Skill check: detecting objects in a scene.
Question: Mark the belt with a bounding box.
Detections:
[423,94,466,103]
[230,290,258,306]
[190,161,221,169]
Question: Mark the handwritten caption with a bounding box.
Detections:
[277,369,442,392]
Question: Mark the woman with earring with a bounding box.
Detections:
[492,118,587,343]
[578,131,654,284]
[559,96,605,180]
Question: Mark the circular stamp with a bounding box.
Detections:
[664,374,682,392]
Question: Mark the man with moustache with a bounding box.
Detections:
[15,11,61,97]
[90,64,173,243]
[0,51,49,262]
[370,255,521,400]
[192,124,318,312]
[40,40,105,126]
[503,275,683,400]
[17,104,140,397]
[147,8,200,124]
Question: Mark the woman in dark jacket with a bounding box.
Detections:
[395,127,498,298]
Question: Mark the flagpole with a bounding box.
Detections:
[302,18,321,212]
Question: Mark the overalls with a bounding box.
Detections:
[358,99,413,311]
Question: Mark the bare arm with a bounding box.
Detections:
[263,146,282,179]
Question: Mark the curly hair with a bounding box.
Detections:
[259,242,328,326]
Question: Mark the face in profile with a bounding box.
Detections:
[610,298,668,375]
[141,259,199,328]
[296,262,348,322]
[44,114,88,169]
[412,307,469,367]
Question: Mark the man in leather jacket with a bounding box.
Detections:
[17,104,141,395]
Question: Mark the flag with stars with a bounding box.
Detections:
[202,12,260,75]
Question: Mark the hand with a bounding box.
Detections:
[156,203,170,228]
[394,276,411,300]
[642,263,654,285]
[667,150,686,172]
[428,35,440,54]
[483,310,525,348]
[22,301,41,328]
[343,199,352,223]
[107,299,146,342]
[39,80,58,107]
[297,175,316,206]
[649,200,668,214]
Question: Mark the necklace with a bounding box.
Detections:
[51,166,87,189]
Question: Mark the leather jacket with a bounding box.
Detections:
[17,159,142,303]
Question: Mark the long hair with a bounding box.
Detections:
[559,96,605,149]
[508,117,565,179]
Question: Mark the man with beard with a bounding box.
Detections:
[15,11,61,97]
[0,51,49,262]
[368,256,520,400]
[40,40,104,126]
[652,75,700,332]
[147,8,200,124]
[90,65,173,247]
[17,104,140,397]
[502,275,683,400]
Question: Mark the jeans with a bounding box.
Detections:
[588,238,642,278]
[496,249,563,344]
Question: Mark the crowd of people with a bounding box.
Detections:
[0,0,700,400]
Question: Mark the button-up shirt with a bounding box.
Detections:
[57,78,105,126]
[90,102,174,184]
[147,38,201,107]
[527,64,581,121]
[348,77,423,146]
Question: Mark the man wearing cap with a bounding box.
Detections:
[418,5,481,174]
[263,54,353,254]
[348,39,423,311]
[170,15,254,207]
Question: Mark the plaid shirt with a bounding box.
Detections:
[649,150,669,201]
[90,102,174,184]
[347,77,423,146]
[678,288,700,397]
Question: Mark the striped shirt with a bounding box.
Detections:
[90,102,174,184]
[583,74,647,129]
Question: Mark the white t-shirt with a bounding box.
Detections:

> **THE TASK**
Arrange every line of the records above into a numbered list, omitting any blank lines.

> **ANSWER TO THIS TASK**
1. Skill check: detecting objects in a scene.
2. Question: Mark the belt with a bounding box.
3. Detections:
4. [423,94,466,103]
5. [230,290,258,306]
6. [190,161,221,169]
7. Question: Mark the handwritten caption with a bounding box.
8. Detections:
9. [277,369,442,392]
10. Question: Mark the woman with earring with a bounding box.
11. Detections:
12. [492,118,587,343]
13. [578,131,654,284]
14. [559,96,605,180]
15. Question: Mark the circular stamp with a bounding box.
16. Detections:
17. [664,374,682,392]
18. Question: Mark the man with moustache with a bounding box.
19. Detections:
20. [15,11,61,97]
21. [90,64,173,243]
22. [0,51,49,262]
23. [370,255,521,400]
24. [192,124,318,312]
25. [40,40,105,126]
26. [503,275,683,400]
27. [17,104,140,397]
28. [147,8,200,124]
29. Question: Mark the woman in dark jacket with a bounding box.
30. Detections:
31. [395,127,498,298]
32. Question: Mark the flagpole with a bounding box.
33. Detections:
34. [302,18,321,212]
35. Question: Mark the overalls with a bounding box.
36. Detections:
37. [358,99,413,311]
38. Question: Mark the bare arm with a bounding box.
39. Detections:
40. [263,146,282,179]
41. Question: Mark the curly hair with a bounding box.
42. Detections:
43. [259,242,328,326]
44. Question: Mark the face in profile with a bounding box.
45. Detections:
46. [610,298,668,375]
47. [141,259,199,328]
48. [296,262,348,322]
49. [44,114,88,169]
50. [412,307,469,367]
51. Question: Mark the man in leather jacket with a bounding box.
52. Detections:
53. [17,104,141,395]
54. Question: Mark the flag with stars with a bounding box.
55. Detections:
56. [202,12,260,75]
57. Question: Mark the hand with a bounding box.
58. Detections:
59. [156,203,170,228]
60. [394,276,411,300]
61. [642,263,654,285]
62. [667,150,686,172]
63. [428,35,440,54]
64. [483,310,525,348]
65. [22,301,41,328]
66. [343,199,352,223]
67. [107,299,146,342]
68. [39,80,58,107]
69. [297,175,316,206]
70. [649,200,668,214]
71. Question: Mark the necklace with a bounding box.
72. Detections:
73. [51,166,87,189]
74. Question: Mark the leather jacket with a bounding box.
75. Detections:
76. [17,159,142,303]
77. Question: Mark the long hair with a bounding box.
78. Detections:
79. [559,96,605,149]
80. [508,117,565,179]
81. Question: Mark the man with beard with a bounding box.
82. Detections:
83. [15,11,61,97]
84. [0,51,49,262]
85. [368,256,520,400]
86. [40,40,104,126]
87. [652,75,700,332]
88. [147,8,200,124]
89. [90,65,173,247]
90. [17,104,140,397]
91. [502,275,683,400]
92. Question: Mark the jeans with a bounding box.
93. Detections:
94. [588,238,642,278]
95. [496,249,563,344]
96. Question: Mark the crowd of people with a bounding box.
97. Detections:
98. [0,0,700,400]
99. Question: Mark the button-up shirt with a bounding box.
100. Detections:
101. [57,78,105,126]
102. [90,102,174,184]
103. [147,38,201,107]
104. [527,64,581,121]
105. [348,77,423,146]
106. Question: Mark the man wearing cap with a bounding box.
107. Detections:
108. [418,5,481,174]
109. [263,54,353,254]
110. [348,39,423,311]
111. [170,15,254,207]
112. Question: Mark the plaid shirt with a bounding box.
113. Detections:
114. [649,150,669,201]
115. [90,102,174,184]
116. [347,77,423,146]
117. [678,288,700,397]
118. Question: Mark the striped shirt with a bounding box.
119. Detections:
120. [90,102,174,184]
121. [583,74,647,129]
122. Question: Mark the white t-shirt with a bounding box.
123. Detections:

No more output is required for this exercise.